**The problem**:
Return all of the material exactly; no line may be dropped.

**Supplied data**:
___
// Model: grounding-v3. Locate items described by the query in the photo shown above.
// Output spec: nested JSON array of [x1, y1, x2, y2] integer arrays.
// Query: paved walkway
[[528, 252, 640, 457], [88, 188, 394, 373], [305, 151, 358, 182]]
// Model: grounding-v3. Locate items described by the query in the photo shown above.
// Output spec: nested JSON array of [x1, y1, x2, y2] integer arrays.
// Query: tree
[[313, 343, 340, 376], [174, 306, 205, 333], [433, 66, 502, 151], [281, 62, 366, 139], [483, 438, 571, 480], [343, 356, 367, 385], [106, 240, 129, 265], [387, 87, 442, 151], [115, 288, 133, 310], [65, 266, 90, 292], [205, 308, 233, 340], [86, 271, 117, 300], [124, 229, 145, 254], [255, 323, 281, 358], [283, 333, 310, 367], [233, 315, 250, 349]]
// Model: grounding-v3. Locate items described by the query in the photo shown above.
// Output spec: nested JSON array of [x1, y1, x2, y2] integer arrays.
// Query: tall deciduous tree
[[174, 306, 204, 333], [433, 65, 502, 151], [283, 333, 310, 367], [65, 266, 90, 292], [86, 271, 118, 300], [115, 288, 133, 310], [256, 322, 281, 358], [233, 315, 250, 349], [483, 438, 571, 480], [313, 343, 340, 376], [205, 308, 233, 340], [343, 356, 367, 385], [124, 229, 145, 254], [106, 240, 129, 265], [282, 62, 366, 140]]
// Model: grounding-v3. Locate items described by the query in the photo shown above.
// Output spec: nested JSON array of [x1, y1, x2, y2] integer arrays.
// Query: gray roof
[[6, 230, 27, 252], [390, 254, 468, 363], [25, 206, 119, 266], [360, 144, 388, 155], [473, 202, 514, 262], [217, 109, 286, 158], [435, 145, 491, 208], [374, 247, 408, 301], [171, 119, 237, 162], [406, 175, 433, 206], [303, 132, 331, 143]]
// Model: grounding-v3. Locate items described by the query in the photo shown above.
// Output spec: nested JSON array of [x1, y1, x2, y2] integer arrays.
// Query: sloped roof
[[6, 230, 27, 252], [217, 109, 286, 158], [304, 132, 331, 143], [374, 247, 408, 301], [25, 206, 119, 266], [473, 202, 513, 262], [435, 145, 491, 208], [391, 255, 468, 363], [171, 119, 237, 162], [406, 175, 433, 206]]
___
**Answer section**:
// Model: grounding-v3. Locate items described by the query in the photo shown above.
// Output spec: nested JSON array of [x1, y1, x2, y2] integer arrays.
// Query: paved walkway
[[528, 252, 640, 457], [88, 188, 394, 373], [305, 151, 358, 182]]
// Model: grounding-v3. Locate items described by the query in the photo shown above.
// Output spec: nested JSON array of [x1, y1, x2, y2] integer arrays.
// Query: tree
[[313, 343, 340, 376], [174, 306, 205, 333], [433, 66, 502, 151], [281, 62, 366, 139], [483, 438, 571, 480], [343, 356, 367, 385], [106, 240, 129, 265], [387, 87, 442, 151], [115, 288, 133, 310], [65, 266, 90, 292], [205, 308, 233, 340], [86, 271, 117, 300], [124, 229, 145, 254], [255, 323, 281, 358], [283, 333, 310, 367], [233, 315, 250, 349]]
// Model: grounding-v3. Locate items described by the query in the photo shown above.
// Output spec: nested JSON array of [x1, y1, x2, y2] integer arrays.
// Query: tall deciduous tree
[[174, 306, 204, 333], [433, 65, 502, 151], [283, 333, 310, 367], [65, 266, 90, 292], [86, 271, 118, 300], [115, 288, 133, 310], [256, 322, 281, 358], [233, 315, 250, 349], [483, 438, 571, 480], [313, 343, 340, 376], [205, 308, 233, 340], [343, 356, 367, 385], [124, 229, 145, 254], [106, 240, 129, 265], [282, 62, 366, 140]]
// Model: grounding-v3. Locate items described by the query in the photo shown above.
// Output spec: nested JSON array of [x1, y1, x2, y2] integer arrays.
// Query: gray roof
[[6, 230, 27, 252], [390, 254, 468, 363], [25, 206, 119, 266], [360, 144, 388, 155], [473, 202, 514, 262], [217, 109, 286, 158], [435, 145, 491, 208], [374, 247, 408, 301], [171, 119, 237, 162], [406, 175, 433, 206], [303, 132, 331, 143]]
// Model: grounding-v3. Locate items described by the query in the photo shown above.
// Output spec: nested JSON array of [x1, y1, x2, y2] integer arrays.
// Query: sloped roof
[[6, 230, 27, 252], [217, 109, 286, 158], [304, 132, 331, 143], [374, 247, 408, 301], [25, 206, 119, 266], [473, 202, 513, 262], [435, 145, 491, 208], [391, 255, 468, 363], [171, 119, 237, 162], [406, 175, 433, 206]]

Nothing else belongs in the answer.